DATA FOR PROCESSING:
• • • • •
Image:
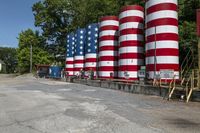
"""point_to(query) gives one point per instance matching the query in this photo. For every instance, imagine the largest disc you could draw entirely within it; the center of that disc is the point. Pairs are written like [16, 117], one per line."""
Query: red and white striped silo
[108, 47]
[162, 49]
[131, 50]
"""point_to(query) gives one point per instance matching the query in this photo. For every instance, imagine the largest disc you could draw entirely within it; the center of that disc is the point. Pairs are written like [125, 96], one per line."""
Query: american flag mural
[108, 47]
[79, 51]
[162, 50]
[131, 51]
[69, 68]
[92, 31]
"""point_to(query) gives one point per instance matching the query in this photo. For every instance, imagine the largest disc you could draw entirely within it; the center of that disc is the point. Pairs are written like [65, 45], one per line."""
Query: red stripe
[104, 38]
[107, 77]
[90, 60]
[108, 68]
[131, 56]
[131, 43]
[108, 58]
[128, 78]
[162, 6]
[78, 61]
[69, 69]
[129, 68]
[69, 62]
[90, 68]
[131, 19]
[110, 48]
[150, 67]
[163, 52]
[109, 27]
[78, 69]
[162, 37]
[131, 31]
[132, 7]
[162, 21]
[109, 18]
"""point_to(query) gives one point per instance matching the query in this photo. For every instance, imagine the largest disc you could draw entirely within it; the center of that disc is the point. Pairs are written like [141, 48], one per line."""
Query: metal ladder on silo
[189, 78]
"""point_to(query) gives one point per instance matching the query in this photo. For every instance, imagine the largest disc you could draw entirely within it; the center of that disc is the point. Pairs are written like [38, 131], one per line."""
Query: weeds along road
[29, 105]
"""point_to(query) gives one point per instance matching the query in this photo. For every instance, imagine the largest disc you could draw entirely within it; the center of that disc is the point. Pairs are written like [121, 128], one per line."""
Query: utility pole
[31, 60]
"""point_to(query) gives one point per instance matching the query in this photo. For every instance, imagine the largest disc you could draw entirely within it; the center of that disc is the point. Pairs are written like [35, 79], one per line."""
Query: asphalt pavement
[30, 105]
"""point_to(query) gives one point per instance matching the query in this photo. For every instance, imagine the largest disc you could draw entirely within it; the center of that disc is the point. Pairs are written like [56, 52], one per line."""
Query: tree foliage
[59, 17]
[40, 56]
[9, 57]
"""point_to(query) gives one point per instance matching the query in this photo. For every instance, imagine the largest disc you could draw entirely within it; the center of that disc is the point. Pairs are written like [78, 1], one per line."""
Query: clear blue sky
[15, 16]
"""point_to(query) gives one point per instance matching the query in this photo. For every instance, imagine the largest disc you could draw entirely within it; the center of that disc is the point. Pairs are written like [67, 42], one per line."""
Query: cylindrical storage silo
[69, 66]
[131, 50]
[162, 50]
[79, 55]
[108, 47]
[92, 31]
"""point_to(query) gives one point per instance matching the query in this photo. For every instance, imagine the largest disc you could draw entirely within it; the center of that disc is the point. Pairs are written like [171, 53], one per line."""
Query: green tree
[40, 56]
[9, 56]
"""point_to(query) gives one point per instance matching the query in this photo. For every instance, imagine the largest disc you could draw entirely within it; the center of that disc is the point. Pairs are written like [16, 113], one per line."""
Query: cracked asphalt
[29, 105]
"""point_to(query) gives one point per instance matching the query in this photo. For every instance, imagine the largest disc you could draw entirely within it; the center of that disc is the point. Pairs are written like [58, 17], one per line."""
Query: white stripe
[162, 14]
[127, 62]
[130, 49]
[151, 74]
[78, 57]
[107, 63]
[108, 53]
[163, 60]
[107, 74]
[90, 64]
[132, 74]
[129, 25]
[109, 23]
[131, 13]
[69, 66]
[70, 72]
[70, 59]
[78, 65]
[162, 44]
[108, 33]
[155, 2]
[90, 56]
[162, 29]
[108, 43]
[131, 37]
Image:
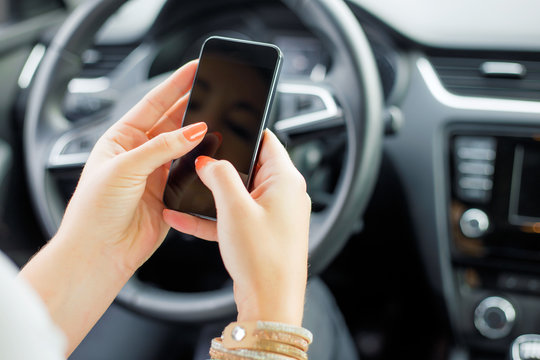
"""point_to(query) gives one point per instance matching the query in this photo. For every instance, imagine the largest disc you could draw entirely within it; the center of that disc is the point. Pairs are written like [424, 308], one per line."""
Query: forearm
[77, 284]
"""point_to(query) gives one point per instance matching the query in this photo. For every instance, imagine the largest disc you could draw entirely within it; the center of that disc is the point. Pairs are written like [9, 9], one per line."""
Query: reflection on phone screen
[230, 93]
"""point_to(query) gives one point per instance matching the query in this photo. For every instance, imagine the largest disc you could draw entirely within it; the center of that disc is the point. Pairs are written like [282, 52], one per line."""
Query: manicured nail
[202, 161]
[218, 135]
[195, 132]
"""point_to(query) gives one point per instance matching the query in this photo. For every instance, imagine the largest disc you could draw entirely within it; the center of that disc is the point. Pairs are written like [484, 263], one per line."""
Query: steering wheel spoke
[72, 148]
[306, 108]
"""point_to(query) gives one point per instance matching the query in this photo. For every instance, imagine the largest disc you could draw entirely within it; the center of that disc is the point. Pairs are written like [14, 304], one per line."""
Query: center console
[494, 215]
• • • • •
TASK DETAILS: Output exactly the lines of the data that run from the one containing "Query: steering wheel spoke" to the very last line, and no others.

SOLUTION TO THIS TASK:
Query: steering wheel spoke
[72, 148]
[306, 108]
"""point_to(query) gives one point per instance matching the query in this photo. For every instance, imagine the largest disc you could draw entirely within it; the center of that disc is the point. Pairs are written like [14, 304], one per line."""
Query: center console
[494, 215]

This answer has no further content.